▸ WORK ORDER:
Print the listing below again, exactly. Skip the pictures.
[Opening RECORDS FOR THE TASK section]
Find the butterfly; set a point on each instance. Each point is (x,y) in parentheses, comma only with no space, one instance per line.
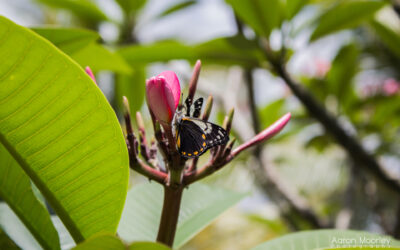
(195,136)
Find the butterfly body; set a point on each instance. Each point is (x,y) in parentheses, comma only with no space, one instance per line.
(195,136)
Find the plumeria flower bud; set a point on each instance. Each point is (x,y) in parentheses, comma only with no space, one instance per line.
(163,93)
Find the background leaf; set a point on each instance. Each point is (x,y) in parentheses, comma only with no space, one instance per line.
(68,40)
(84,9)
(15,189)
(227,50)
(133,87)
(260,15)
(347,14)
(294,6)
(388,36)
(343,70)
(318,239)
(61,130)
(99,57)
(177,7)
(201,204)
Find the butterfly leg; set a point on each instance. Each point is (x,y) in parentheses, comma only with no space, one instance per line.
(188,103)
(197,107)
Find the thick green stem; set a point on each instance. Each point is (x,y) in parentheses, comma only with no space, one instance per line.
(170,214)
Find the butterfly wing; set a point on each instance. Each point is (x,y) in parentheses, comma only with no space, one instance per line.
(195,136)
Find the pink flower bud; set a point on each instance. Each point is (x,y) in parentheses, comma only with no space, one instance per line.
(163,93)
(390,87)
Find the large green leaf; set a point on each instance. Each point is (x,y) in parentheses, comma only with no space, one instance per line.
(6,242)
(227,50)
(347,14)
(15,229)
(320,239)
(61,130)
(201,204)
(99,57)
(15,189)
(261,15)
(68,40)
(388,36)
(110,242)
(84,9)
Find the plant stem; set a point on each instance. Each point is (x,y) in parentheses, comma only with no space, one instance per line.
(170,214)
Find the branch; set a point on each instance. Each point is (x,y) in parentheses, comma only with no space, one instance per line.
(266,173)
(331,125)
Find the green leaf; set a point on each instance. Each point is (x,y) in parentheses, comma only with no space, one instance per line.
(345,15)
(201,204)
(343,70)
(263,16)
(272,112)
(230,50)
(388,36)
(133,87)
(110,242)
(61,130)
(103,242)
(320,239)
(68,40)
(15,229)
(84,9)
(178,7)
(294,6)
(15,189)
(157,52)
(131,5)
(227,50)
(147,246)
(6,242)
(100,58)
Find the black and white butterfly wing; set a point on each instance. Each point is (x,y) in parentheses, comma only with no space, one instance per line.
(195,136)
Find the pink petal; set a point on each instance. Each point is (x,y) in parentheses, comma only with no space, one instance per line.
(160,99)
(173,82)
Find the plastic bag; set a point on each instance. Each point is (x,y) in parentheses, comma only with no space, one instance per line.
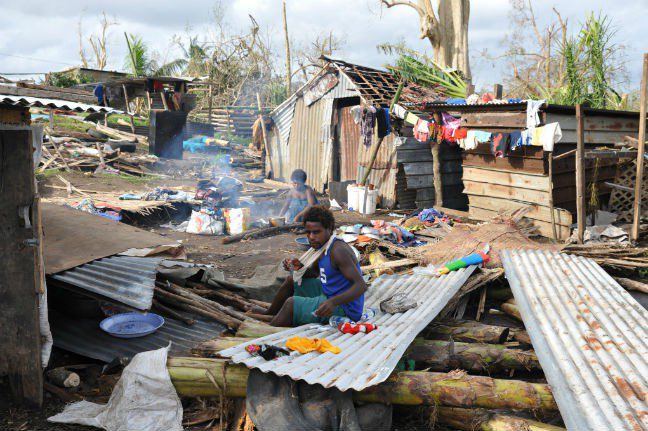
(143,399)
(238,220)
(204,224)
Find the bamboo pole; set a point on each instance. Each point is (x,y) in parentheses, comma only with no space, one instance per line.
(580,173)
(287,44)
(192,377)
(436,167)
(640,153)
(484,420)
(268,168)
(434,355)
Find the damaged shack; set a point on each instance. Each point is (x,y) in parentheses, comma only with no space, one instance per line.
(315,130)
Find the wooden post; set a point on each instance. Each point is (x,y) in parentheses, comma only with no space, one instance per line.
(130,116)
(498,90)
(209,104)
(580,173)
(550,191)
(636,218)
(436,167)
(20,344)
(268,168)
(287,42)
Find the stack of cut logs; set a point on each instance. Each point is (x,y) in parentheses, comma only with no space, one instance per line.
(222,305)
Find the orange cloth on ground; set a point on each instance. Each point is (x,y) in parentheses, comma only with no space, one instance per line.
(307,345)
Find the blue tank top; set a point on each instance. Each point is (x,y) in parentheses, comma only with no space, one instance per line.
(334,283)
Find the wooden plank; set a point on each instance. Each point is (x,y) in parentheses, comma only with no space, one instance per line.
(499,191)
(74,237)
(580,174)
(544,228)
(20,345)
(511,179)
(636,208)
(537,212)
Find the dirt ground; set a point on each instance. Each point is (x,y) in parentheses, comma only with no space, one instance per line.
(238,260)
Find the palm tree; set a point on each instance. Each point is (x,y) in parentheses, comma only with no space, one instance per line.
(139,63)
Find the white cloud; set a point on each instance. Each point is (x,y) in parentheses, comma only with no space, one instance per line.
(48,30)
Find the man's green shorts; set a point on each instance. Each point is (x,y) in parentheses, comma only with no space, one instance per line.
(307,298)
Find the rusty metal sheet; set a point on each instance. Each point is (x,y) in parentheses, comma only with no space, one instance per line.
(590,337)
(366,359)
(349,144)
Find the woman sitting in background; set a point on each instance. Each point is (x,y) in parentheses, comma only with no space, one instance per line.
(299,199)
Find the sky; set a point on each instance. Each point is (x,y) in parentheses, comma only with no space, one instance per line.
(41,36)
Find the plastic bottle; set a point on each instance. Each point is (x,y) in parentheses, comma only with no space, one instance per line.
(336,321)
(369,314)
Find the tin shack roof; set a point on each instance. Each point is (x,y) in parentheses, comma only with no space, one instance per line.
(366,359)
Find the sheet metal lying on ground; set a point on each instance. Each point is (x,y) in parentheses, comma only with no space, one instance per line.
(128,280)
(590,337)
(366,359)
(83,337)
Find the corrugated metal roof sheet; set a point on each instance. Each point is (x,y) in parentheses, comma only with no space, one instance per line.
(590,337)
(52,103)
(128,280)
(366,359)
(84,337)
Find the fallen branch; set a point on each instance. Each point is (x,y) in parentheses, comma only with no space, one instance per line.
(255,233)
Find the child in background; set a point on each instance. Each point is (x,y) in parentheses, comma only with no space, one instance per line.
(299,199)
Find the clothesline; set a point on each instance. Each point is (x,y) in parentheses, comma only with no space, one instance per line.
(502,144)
[Closing RECORDS FOR THE TASK section]
▸ THE COMPLETED TASK:
Find the butterfly; set a point on each instance. Each point is (x,y) in parentheses, comma only with no space, one instance per line.
(195,136)
Find the butterfly body; set a point on each instance. Each point is (x,y) in parentheses, comma only with no space, one instance per line.
(195,136)
Find the plumeria flower bud; set a point on each instance. Each point is (x,y) in parentheses, comma only with no space, one instance per line.
(163,93)
Find the background leaf; set a point on each instance. Each point is (x,y) in parentheses, comma only with no space, one instance per line.
(68,40)
(84,9)
(15,189)
(227,50)
(133,87)
(260,15)
(347,14)
(294,6)
(388,36)
(343,70)
(318,239)
(61,130)
(99,57)
(177,7)
(201,204)
Find the butterfly leg; set a point on each instance. Each point is (x,y) in parentheses, comma only with no space, one instance per line.
(188,103)
(197,107)
Find the thick green stem; set a point on each instance. Each point is (x,y) in parentheses, comma only with no space, one instance per line.
(170,214)
Find the butterfly wing; set a point on each instance. Each point is (x,y) in parentheses, comma only with no space, one instance per line.
(195,136)
Find the pink flower bud; set a point on each instance. Each point is (x,y) in parentheses, comma only with no space, one instance per line.
(163,93)
(390,87)
Find the large green leaf; set a point on each instance. Each point is (x,y) in parentheses, comma only with no space, one instance per line.
(6,242)
(227,50)
(347,14)
(15,229)
(320,239)
(61,130)
(201,204)
(99,57)
(15,189)
(261,15)
(68,40)
(388,36)
(110,242)
(84,9)
Find the plant stem; set a point on each instance. Each point is (x,y) in parentheses, comma only with no space, one instance per line.
(170,214)
Find the branch; set a point on each instance. Each point is (x,y) in parentheses, comma only with no space, one instance per line.
(266,173)
(331,125)
Find the green leaf; set a point on each instance. Each point is (x,y) in parentheses, comma only with no space, one instance per line.
(345,15)
(201,204)
(343,70)
(263,16)
(272,112)
(230,50)
(388,36)
(133,87)
(110,242)
(61,130)
(103,242)
(320,239)
(68,40)
(15,229)
(84,9)
(178,7)
(294,6)
(15,189)
(157,52)
(131,5)
(227,50)
(147,246)
(6,242)
(100,58)
Find the black and white butterfly wing; set a point on each instance. Each point is (x,y) in parentheses, comma only with no space, one instance per line.
(195,136)
Find the pink petal; set a point on each instance. Each point is (x,y) in parentheses, comma only with no space, one instance per line.
(160,99)
(173,82)
Find the plastic bag; set a point on each instance. Each point is (x,y) in parentheses, comma only with no space, one instance per line.
(143,399)
(238,220)
(204,224)
Find the bamboo pole; set a point on each instance. Each point is (x,y) in parentheses, comma only with no space, one instance per line.
(580,173)
(287,44)
(192,377)
(436,167)
(640,153)
(484,420)
(268,168)
(434,355)
Find the damaged shack; set a point on each instance. Each point is (x,y) in parentheses, comma only with no space, one instance per line.
(315,130)
Find the wooden post; set a point on each instance. Each point is (x,y) in parentheses, comma only with no space, one instance per line.
(130,116)
(498,90)
(209,104)
(580,173)
(550,191)
(636,218)
(436,167)
(20,344)
(268,168)
(287,42)
Find the stack of cut logs; set a point on each instance. Each point is (x,y) in parentheses, comma only with no space, one instance per line.
(222,305)
Find the orange cloth on ground; set a point on each instance. Each point is (x,y) in parentheses, comma only with no space, one instance per line.
(307,345)
Find the blue tank top; set a point on each instance. Each point is (x,y) in parentheses, comma only with no space, one instance per line.
(334,283)
Find the wooden plank; set a point on each instance. Each point is (x,y) in parentheses, comma only with no space, one instance per line.
(499,191)
(74,237)
(580,174)
(544,228)
(20,345)
(511,179)
(636,208)
(537,212)
Find the dirt ground; set a point on each instance. Each point is (x,y) in parentheses, comma only with no space, one instance per line.
(238,260)
Find the palm tree; set a point on each instance. Each point is (x,y) in parentheses, comma only with no space, one instance per line.
(139,63)
Find the white cloud; set a point on each instance. Each point is (x,y) in parentheses, comma only with no space, one instance per line.
(48,30)
Find the man's green shorts; set a point on each instance. Each point is (x,y) in parentheses, comma only with no space, one instance per line.
(307,298)
Find the rusty metal sheet; set a point on each instance. Each point is (x,y) in parentheses, comma only with no space, one instance per line.
(590,337)
(366,359)
(349,144)
Find the woman sitting in background; set a point on each instance. Each point is (x,y) in parentheses, comma only with no space, one instance per line.
(299,199)
Find the sky; set a point on each instance. Each point is (x,y) in parentheses, comma only with no space, one instance per line.
(41,36)
Find the plastic bottle; set a point on each instance. Each point is (x,y) in parentheses, comma only with no space, one instance per line.
(336,321)
(369,314)
Find the tin shack roof; set a point on each instance. Each point is (x,y) in parentheses, comma only with no space, one instance per line.
(366,359)
Find the sheet metal lying on ground; set a point on each instance. Each point is (x,y) in parentheses, comma only with no space, one instance per line.
(128,280)
(590,337)
(366,359)
(83,337)
Find the corrugated metal roof sheet; set a point on each instance. Each point is (x,y) in parentheses, comma only with no space, one instance per line.
(590,337)
(52,103)
(128,280)
(366,359)
(84,337)
Find the fallen branch; set a point on each instance. Each point is (x,y) in parentheses, comma only with no space, one instance per line.
(255,233)
Find the child in background; set a point on each instance. Each point is (x,y) in parentheses, comma only with no space, one instance per line.
(299,199)
Find the clothesline; set a point on each instance. Each point is (x,y) in parentheses, comma only with no space, one instance per line.
(502,144)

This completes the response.